» **TASK BRIEF**: Reproduce the forum thread below about the killings of George Moscone and Harvey Milk in full, word for word.

» **DOCUMENT SECTION**:
(begin)

White, who stormed into San Francisco’s government offices with a .38 revolver, had reportedly been angry about Moscone’s decision not to reappoint him to the city board. Firing upon the mayor first, White then reloaded his pistol and turned his gun on his rival Milk, who was one of the nation’s first openly gay politicians and a much-admired activist in San Francisco. 

Future California Senator and then-Supervisor Dianne Feinstein, who was the first to find Milk’s body, found herself addressing a stunned crowd at City Hall. “As president of the Board of Supervisors, it’s my duty to make this announcement: Both Mayor Moscone and Supervisor Harvey Milk have been shot and killed. The suspect is supervisor Dan White.”


White, who was caught soon after the murders, pleaded a “diminished capacity” defense, claiming that copious amounts of junk food, combined with distress over the loss of his job, caused him to suffer mental problems. The so-called “Twinkie Defense” appeared to be successful, and, in 1979, White was found guilty of voluntary manslaughter rather than murder. Public outrage was so widespread that California revoked the diminished capacity defense in subsequent cases.

Following the murders, both riots and peaceful candlelight demonstrations took place as the city of San Francisco publicly mourned the loss of two of its most cherished and respected civic leaders. For his crime, White received a five-year prison sentence. After his release, he took his own life.






__





San Francisco leaders George Moscone and Harvey Milk are murdered


Former Board of Supervisors member Dan White murders Mayor George Moscone and Supervisor Harvey Milk at City Hall in San Francisco, California. White, who




www.history.com





PS: And she has been an anti gun vampire ever since.


----------



## KUSA (Apr 21, 2016)

Steve40th said:


> She needs to retire.. Her anti gun, anti 2 a bills are just her appeasing her base.

(end)

» **EXTRACTED INFORMATION**:
(begin)

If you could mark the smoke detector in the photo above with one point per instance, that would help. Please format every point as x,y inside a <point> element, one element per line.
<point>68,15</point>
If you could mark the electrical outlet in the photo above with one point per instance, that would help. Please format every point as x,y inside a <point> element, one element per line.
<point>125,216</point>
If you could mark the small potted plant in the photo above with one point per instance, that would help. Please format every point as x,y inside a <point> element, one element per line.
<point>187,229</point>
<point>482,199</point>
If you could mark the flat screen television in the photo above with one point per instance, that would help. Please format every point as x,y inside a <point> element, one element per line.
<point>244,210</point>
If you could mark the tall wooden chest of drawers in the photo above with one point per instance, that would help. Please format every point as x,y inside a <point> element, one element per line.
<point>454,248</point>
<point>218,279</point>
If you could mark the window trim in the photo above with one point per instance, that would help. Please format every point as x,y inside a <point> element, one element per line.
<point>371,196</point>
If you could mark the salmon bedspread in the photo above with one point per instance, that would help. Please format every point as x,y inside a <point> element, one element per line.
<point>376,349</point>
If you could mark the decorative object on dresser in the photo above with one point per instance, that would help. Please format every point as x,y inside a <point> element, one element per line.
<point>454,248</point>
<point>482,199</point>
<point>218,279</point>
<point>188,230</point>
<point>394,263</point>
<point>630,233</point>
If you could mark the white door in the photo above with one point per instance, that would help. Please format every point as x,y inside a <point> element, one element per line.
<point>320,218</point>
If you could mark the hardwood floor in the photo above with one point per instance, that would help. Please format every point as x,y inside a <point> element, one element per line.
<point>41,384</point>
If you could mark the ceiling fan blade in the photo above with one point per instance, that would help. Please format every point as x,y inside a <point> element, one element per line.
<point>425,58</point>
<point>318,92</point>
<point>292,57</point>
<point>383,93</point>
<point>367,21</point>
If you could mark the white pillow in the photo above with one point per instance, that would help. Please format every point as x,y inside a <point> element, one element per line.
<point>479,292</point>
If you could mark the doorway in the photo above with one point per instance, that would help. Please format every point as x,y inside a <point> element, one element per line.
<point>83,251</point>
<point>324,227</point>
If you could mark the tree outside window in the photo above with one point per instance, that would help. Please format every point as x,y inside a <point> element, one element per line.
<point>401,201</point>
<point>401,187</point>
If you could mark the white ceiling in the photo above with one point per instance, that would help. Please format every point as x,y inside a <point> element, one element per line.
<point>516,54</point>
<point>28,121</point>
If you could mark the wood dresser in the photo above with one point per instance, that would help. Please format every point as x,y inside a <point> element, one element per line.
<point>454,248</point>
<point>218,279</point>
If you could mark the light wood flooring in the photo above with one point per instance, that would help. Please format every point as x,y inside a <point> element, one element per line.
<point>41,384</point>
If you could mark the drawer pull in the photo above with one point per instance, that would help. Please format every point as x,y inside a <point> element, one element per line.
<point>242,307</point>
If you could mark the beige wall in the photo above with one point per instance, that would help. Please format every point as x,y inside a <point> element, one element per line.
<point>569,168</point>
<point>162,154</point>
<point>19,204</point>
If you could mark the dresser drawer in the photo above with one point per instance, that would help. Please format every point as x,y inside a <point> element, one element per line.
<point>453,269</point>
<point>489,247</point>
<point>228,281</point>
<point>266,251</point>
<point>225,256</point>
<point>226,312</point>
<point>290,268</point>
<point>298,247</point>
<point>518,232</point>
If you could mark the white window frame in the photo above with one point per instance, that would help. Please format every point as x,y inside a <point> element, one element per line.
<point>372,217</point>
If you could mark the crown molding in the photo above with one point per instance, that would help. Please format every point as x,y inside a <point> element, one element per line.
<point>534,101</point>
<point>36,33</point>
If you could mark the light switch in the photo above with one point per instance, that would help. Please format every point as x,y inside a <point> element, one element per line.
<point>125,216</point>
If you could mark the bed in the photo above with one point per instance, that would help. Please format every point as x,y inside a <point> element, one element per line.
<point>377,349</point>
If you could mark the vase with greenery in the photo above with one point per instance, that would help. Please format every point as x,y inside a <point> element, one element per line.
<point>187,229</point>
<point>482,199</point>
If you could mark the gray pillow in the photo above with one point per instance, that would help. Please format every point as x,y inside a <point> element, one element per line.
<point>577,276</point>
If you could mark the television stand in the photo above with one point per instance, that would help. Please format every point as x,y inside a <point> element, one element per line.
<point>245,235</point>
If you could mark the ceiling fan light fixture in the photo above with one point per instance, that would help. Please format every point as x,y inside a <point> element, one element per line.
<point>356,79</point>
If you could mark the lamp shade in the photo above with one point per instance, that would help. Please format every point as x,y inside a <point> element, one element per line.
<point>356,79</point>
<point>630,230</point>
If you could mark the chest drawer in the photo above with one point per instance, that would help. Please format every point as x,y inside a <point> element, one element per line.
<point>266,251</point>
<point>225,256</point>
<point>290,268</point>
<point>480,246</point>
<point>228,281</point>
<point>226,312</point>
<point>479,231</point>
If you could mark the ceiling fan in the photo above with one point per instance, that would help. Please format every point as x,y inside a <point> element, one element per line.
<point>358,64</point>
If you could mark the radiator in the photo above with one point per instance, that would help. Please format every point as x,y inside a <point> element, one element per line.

(end)

» **TASK ANSWER**:
White, who stormed into San Francisco’s government offices with a .38 revolver, had reportedly been angry about Moscone’s decision not to reappoint him to the city board. Firing upon the mayor first, White then reloaded his pistol and turned his gun on his rival Milk, who was one of the nation’s first openly gay politicians and a much-admired activist in San Francisco. 

Future California Senator and then-Supervisor Dianne Feinstein, who was the first to find Milk’s body, found herself addressing a stunned crowd at City Hall. “As president of the Board of Supervisors, it’s my duty to make this announcement: Both Mayor Moscone and Supervisor Harvey Milk have been shot and killed. The suspect is supervisor Dan White.”


White, who was caught soon after the murders, pleaded a “diminished capacity” defense, claiming that copious amounts of junk food, combined with distress over the loss of his job, caused him to suffer mental problems. The so-called “Twinkie Defense” appeared to be successful, and, in 1979, White was found guilty of voluntary manslaughter rather than murder. Public outrage was so widespread that California revoked the diminished capacity defense in subsequent cases.

Following the murders, both riots and peaceful candlelight demonstrations took place as the city of San Francisco publicly mourned the loss of two of its most cherished and respected civic leaders. For his crime, White received a five-year prison sentence. After his release, he took his own life.






__





San Francisco leaders George Moscone and Harvey Milk are murdered


Former Board of Supervisors member Dan White murders Mayor George Moscone and Supervisor Harvey Milk at City Hall in San Francisco, California. White, who




www.history.com





PS: And she has been an anti gun vampire ever since.


----------



## KUSA (Apr 21, 2016)

Steve40th said:


> She needs to retire.. Her anti gun, anti 2 a bills are just her appeasing her base.